U.S. News
Most prisoners will return home, and they need a path to rebuild their lives
DALLAS, TX – The city of Dallas is no stranger to crime and 2020 was a landmark year for all of the wrong reasons. After the headlines fade and hashtags are replaced with new ones, people will eventually come home after serving their sentences. In fact, 95% of state prisoners who go to jail will return home.
It’s probably fitting that jails and prisons are categorized as “penal institutions” as they are designed to do exactly that: punish, not rehabilitate. This is due in large part to the massive number of people incarcerated each year as tax dollars only stretch so far. As a result, the majority of any rehabilitative measures are left to returning citizens (formerly referred to as ex-cons).
Our fellow Dallas residents might not fully comprehend the reality facing the thousands of returning citizens reintegrating into society. It’s not hard to see why. Hollywood often tells the story of the lone man leaving prison returning to a house, a job (or at least an offer), some family and a support system trying to help.
Unfortunately, this isn’t reality.
The majority of those who leave jail or prison are released on parole, which requires them to have places to be released to. Halfway houses? Most are at capacity and underfunded. Homeless shelters? The same. More often than not, returning citizens are released to family members who begrudgingly accept them with added false perceptions that they’ll be “off of the couch in a couple of weeks.” Unfortunately, most families, while well-intentioned, are ill-equipped to handle the issues that come with this adjustment.
Getting “off the couch” requires employment and we know more than 70% of employers use background screenings to disqualify candidates. Without employment and facing pressure to ease reliance on family members, these people often feel they have no choice but to turn to the group that will willingly take them in — a group they were spending time with when they first became involved with the criminal justice system.
This is the reality for many that come through our doors at the Texas Offenders Reentry Initiative (TORI). We’ve been tackling this persistent problem for nearly 20 years.
========
### EXERCISE:
Pick up the article on helping people leaving prison in Dallas rebuild their lives, and keep writing it from the point after its final sentence.

### GIVEN DATA:
========
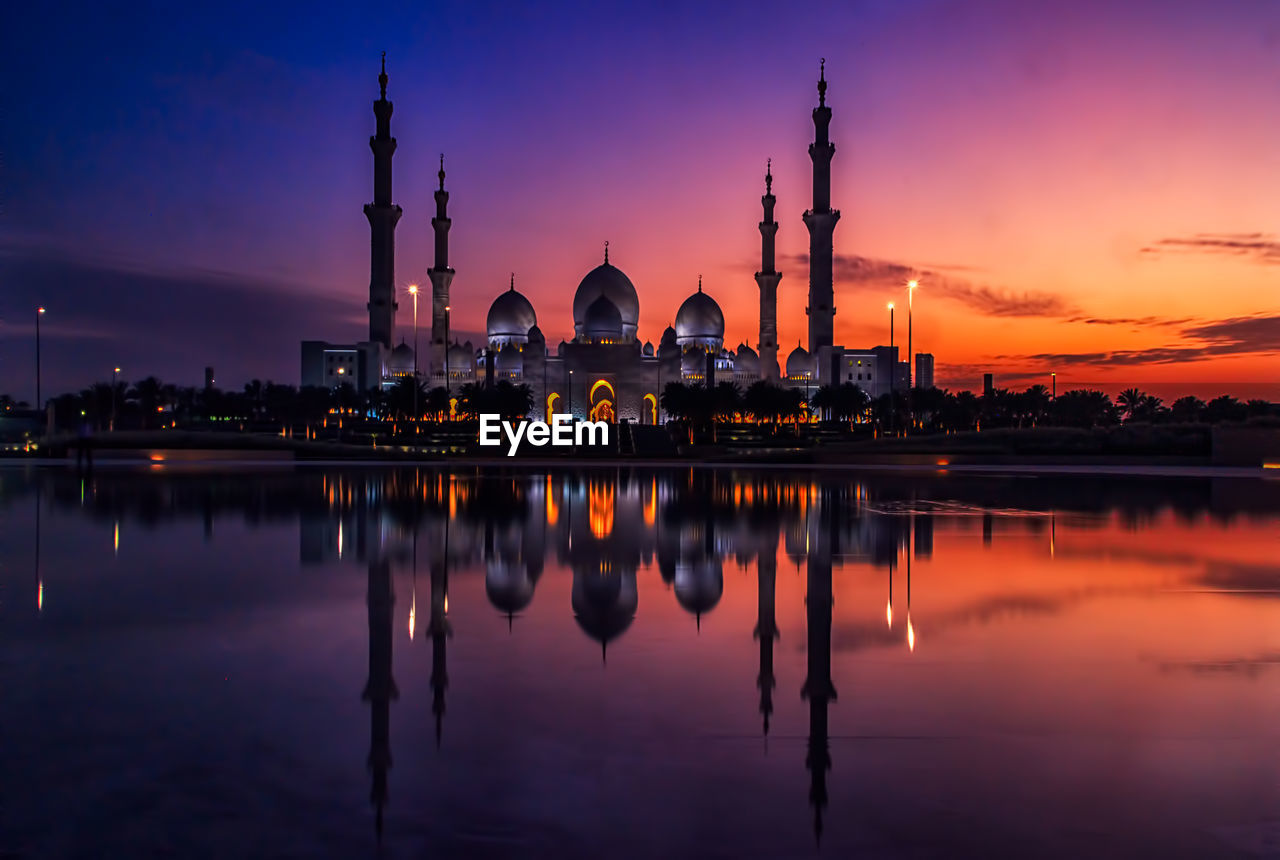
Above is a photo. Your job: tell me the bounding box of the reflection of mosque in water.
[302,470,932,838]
========
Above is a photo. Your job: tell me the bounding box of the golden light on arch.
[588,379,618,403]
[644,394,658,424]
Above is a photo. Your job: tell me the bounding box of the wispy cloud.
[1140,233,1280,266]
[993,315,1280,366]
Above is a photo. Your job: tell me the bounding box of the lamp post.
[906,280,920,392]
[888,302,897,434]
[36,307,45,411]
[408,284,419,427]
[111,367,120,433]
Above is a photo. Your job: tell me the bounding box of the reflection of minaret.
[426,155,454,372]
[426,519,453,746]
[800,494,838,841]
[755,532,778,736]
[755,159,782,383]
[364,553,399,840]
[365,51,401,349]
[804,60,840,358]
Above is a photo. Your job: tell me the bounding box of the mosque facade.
========
### WRITTEN ANSWER:
Once the onset of the COVID-19 outbreak reached our city last spring, the Texas Department of Criminal Justice let me know they were considering releasing more inmates. That would mean more people released into a community in the throes of an unfamiliar, quickly evolving, isolating pandemic.
Dallas is the second-highest destination for releasees in the state of Texas, and the city has infrastructure to care for these people. TORI’s work to aid in this reintegration produces tax-paying, productive citizens of their communities through proven rehabilitative measures that focus on employment, education, health care, housing, spiritual enrichment and family reunification. We’ve had incredible success in rebuilding families, lives and communities as a result.
TORI doesn’t walk alone in this fight. In 2019, nearly 900 business leaders, community leaders and human resources professionals heeded the call of its founder, Bishop T.D. Jakes, and then-AT&T chief executive Randall Stephenson to attend an inaugural meeting we hosted to better understand the benefits of this untapped workforce, people who have gone through proven programs like ours.
My hope is that examples like these continue. As the nation and our city continue to learn about our need for criminal justice reform, testaments about the strength and understanding of a city can do wonders for proper reform.
Even in the midst of a global pandemic we saw returning citizens, many of whom are our clients, becoming the very essential workers the country needed. But while the average citizen might have easily adjusted, the hurdles for many returning citizens were vast.
The digital language many of us are fluent in was a completely foreign language for those who spent decades behind bars. Prior to the pandemic, we might have directed coursework on proper résumé techniques. However, the digital language barrier required us to teach about using smartphones, web meeting applications and applying for jobs online.
As I said, 95% of state prisoners will come home. People in Dallas must decide if we want to spend tax dollars on mass incarceration or support efforts to rehabilitate and extend opportunities to those that have earned a second chance.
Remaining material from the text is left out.